Sformatuj wszystkie poniższe dane jako listę JSON z ciągami znaków, po jednym ciągu na każdą linię. Puste linie pomiń.

◆ ◆ ◆

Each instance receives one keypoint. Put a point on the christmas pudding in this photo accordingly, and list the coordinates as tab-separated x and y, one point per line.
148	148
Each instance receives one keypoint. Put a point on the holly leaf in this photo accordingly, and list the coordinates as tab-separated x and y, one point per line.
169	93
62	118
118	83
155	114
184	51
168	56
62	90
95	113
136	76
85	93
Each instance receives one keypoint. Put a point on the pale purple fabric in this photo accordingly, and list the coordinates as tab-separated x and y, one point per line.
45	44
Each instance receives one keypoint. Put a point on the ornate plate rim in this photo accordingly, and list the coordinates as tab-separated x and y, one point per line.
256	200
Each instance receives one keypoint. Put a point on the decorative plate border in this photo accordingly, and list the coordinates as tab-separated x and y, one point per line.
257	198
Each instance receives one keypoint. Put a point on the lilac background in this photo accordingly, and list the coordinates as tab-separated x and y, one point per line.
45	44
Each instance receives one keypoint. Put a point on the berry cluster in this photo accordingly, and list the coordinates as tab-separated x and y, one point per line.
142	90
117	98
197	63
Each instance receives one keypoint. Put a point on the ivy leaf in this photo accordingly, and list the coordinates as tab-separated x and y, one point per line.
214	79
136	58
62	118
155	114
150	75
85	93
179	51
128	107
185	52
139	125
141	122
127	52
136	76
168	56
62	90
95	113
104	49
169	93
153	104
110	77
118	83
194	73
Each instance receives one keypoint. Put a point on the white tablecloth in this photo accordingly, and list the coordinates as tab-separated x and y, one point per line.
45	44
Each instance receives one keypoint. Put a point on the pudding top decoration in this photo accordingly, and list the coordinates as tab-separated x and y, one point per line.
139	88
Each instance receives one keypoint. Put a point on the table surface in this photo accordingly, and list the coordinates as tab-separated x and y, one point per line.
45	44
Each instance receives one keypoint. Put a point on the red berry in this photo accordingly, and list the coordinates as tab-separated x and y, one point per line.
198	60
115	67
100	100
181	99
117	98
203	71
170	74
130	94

◆ ◆ ◆

→ **Wynik poniżej**
[
  "Each instance receives one keypoint. Put a point on the christmas pudding in this photo accordingly, and list the coordinates as tab-separated x and y, one point per line.",
  "148\t148",
  "Each instance receives one keypoint. Put a point on the holly leaf in this photo accordingly, and list the coordinates as tab-separated x and y, one point per line.",
  "169\t93",
  "62\t118",
  "118\t83",
  "155\t114",
  "184\t51",
  "168\t56",
  "62\t90",
  "95\t113",
  "136\t76",
  "85\t93",
  "Each instance receives one keypoint. Put a point on the pale purple fabric in this photo accordingly, and list the coordinates as tab-separated x and y, one point per line.",
  "45\t44",
  "Each instance receives one keypoint. Put a point on the ornate plate rim in this photo accordingly, and list the coordinates as tab-separated x and y, one point per line.",
  "256\t200",
  "Each instance receives one keypoint. Put a point on the decorative plate border in this photo accordingly, and list the coordinates as tab-separated x and y, one point per line.",
  "257\t198",
  "Each instance receives one keypoint. Put a point on the lilac background in this photo accordingly, and list the coordinates as tab-separated x and y, one point per line.",
  "45\t44",
  "Each instance receives one keypoint. Put a point on the berry cluster in this photo accordingly, and list the coordinates as tab-separated x and y, one point per line.",
  "142\t90",
  "117\t98",
  "197\t63",
  "Each instance receives one keypoint. Put a point on the ivy leaf in this photo accordingly, and list the coordinates as tab-separated x and y, one point per line.",
  "214\t79",
  "136\t58",
  "62\t118",
  "155\t114",
  "150\t75",
  "85\t93",
  "179\t51",
  "128\t107",
  "185\t52",
  "139\t125",
  "141\t122",
  "127\t52",
  "136\t76",
  "168\t56",
  "62\t90",
  "95\t113",
  "104\t49",
  "169\t93",
  "153\t104",
  "110\t77",
  "118\t83",
  "194\t73",
  "Each instance receives one keypoint. Put a point on the white tablecloth in this photo accordingly, and list the coordinates as tab-separated x and y, one point per line.",
  "45\t44",
  "Each instance receives one keypoint. Put a point on the pudding top decoration in this photo accordingly, and list the coordinates as tab-separated x and y, one point per line.",
  "139\t88",
  "Each instance receives one keypoint. Put a point on the table surface in this photo accordingly, and list the coordinates as tab-separated x and y, one point per line.",
  "45\t44",
  "Each instance receives one keypoint. Put a point on the red berry in this photo accordingly, and list the coordinates as tab-separated x and y, one point per line.",
  "198\t60",
  "115\t67",
  "100\t100",
  "181\t99",
  "117\t98",
  "203\t71",
  "170\t74",
  "130\t94"
]